Selected extract:

-- Opening Marker --

This information was published in 1966 in An Encyclopaedia of New Zealand, edited by A. H. McLintock. It has not been corrected and will not be updated.

Up-to-date information can be found elsewhere in Te Ara.



Legislation and Disease Control

Under the Apiaries Act of 1927 all apiaries must be registered with the Horticulture Division, Department of Agriculture. All bees must be kept in hives with removable frames and beekeepers must permit their hives to be inspected by Government officers who keep a close watch for disease. The importation of bees is controlled by legislation to stop diseases being brought in. So far New Zealand has been kept free from Acarine disease, one of the worst and most destructive. American brood disease (Bacillus larvae) is a constant threat, but the rigorous system of inspection of hives by Government officers has kept this at a very low level. Diseased hives are destroyed.

The Government has recognised, by its substantial aid, the industry's great value in providing both a popular food and an invaluable pollinating service for agriculture. Apiaries are constantly inspected by officers of the Department of Agriculture; and the Department has for many years provided research services at the Wallaceville Animal Research Station. The soundness of the industry is due not only to this Government help but also to the ready cooperation of beekeepers through the National Beekeepers Association of New Zealand to keep the industry as efficient as possible, and to the continual effort to keep legislation up to date to cope with new problems.

-- Closing Marker --

What the task asks:
Decide whether each statement below agrees with the entry on beekeeping legislation and disease control. Answer yes or no for each, and quote the words of the entry that settle it.
1. The Apiaries Act of 1927 requires apiaries to be registered with the Horticulture Division.
2. Acarine disease has reached New Zealand.
3. Hives found to be diseased are treated and kept in use.

The data:
-- Opening Marker --

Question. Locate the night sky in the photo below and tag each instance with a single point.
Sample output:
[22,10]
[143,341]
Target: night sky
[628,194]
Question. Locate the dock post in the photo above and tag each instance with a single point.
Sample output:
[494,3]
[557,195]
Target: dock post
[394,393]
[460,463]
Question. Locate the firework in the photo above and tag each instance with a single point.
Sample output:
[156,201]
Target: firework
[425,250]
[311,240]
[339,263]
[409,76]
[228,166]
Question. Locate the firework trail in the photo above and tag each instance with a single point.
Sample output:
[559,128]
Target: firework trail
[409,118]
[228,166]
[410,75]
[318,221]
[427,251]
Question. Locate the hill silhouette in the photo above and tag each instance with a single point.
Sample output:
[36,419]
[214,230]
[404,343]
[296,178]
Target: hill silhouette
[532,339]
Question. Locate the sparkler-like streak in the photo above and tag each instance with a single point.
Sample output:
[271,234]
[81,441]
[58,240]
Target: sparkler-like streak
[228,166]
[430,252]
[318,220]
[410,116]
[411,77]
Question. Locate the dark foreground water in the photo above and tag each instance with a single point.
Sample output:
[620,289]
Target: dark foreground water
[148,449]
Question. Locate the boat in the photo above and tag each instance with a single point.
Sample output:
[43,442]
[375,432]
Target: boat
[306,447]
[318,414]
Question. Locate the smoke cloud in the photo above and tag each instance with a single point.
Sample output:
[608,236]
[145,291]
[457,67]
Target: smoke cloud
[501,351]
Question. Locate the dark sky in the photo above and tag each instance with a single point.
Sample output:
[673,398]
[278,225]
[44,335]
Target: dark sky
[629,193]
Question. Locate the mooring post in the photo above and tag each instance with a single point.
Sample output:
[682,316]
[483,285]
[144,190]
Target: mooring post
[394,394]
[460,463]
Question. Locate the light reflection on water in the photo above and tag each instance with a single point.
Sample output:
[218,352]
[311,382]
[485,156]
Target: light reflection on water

-- Closing Marker --

Response:
1. Yes: "Under the Apiaries Act of 1927 all apiaries must be registered with the Horticulture Division, Department of Agriculture."
2. No: "So far New Zealand has been kept free from Acarine disease"
3. No: "Diseased hives are destroyed."